* Task to carry out: Set out the records below as a Markdown table with the columns Row and Line, one numbered row per line and blank lines omitted. Begin at the first line of the records and stop after the line that contains "point(49, 89)".

* Data shown:

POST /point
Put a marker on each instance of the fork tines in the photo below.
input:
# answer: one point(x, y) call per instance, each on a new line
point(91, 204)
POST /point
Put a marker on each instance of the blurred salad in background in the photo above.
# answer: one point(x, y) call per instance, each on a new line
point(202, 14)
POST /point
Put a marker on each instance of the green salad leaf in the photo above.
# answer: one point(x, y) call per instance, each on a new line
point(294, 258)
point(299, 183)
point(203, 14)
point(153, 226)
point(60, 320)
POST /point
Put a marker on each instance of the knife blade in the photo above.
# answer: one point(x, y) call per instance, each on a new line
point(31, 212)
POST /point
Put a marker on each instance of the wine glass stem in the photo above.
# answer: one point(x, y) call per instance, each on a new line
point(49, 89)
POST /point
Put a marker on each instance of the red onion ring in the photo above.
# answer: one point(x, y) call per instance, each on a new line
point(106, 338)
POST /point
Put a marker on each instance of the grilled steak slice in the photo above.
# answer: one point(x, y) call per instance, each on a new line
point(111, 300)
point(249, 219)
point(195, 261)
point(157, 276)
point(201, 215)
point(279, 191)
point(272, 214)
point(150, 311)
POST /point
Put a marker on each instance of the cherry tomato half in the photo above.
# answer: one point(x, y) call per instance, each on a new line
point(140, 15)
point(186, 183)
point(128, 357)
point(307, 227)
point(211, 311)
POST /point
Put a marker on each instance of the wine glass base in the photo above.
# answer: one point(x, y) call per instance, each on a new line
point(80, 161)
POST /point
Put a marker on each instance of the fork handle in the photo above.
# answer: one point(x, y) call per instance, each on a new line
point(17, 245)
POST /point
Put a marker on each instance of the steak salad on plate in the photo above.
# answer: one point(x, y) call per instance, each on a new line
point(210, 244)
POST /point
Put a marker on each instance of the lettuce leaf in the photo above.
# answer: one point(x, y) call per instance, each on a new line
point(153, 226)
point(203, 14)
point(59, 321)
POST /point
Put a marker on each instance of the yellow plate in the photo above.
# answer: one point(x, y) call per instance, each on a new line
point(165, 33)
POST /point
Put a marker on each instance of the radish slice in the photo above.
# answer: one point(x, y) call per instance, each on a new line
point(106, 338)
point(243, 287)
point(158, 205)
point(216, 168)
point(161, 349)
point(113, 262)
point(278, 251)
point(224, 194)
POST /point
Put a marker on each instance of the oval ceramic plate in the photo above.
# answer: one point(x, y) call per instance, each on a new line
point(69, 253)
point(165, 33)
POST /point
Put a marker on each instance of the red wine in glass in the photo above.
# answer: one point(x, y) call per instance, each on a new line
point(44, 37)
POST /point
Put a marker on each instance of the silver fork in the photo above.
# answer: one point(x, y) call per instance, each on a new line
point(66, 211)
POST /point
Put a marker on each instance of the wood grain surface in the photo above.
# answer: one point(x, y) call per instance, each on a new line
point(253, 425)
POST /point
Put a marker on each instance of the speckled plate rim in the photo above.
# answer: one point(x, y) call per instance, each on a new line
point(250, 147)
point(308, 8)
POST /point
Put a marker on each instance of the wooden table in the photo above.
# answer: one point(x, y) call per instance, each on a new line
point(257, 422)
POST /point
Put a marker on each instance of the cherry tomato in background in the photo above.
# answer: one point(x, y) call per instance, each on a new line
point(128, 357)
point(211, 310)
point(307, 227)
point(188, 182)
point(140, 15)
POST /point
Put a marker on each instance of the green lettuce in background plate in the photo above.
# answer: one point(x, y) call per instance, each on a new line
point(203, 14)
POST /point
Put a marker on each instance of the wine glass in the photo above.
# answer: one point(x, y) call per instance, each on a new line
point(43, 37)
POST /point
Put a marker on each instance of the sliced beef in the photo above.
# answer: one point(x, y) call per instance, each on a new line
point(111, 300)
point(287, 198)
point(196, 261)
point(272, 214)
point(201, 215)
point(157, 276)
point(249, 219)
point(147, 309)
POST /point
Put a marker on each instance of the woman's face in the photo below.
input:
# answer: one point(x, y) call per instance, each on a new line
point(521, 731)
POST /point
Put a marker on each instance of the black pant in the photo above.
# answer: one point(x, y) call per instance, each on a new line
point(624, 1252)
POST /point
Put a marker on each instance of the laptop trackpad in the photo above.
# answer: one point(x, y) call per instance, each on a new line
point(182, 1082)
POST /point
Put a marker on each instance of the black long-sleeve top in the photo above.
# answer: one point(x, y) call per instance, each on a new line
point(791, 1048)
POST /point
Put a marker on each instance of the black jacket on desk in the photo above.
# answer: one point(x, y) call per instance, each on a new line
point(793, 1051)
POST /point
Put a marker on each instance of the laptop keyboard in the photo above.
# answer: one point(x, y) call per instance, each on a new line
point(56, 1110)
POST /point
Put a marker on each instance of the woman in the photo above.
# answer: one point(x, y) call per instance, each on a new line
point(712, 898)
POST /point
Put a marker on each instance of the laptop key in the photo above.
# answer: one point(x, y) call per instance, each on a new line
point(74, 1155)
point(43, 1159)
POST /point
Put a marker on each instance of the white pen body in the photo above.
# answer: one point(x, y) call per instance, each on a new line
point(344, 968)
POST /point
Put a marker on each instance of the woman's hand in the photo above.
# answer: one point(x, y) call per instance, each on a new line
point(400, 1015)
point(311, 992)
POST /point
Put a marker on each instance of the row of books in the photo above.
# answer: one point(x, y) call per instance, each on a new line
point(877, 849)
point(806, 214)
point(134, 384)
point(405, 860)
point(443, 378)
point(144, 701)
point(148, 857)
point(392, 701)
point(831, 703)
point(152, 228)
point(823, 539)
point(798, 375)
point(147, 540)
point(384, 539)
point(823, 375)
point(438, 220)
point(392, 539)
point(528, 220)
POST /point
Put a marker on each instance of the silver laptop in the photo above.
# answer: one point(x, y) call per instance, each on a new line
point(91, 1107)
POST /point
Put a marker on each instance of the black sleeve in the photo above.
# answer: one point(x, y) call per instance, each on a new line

* Response below:
| Row | Line |
|---|---|
| 1 | POST /point |
| 2 | Put a marker on each instance of the fork tines in the photo below. |
| 3 | input: |
| 4 | # answer: one point(x, y) call per instance, each on a new line |
| 5 | point(91, 204) |
| 6 | POST /point |
| 7 | Put a marker on each instance of the blurred salad in background in the photo above. |
| 8 | # answer: one point(x, y) call per instance, each on a new line |
| 9 | point(202, 14) |
| 10 | POST /point |
| 11 | Put a marker on each instance of the green salad leaf in the photo above. |
| 12 | # answer: one point(x, y) call per instance, each on a new line |
| 13 | point(294, 258) |
| 14 | point(299, 183) |
| 15 | point(203, 14) |
| 16 | point(153, 226) |
| 17 | point(60, 320) |
| 18 | POST /point |
| 19 | Put a marker on each instance of the knife blade in the photo above. |
| 20 | # answer: one point(x, y) call per instance, each on a new line |
| 21 | point(31, 212) |
| 22 | POST /point |
| 23 | Put a marker on each instance of the wine glass stem in the photo above. |
| 24 | # answer: one point(x, y) call per instance, each on a new line |
| 25 | point(49, 89) |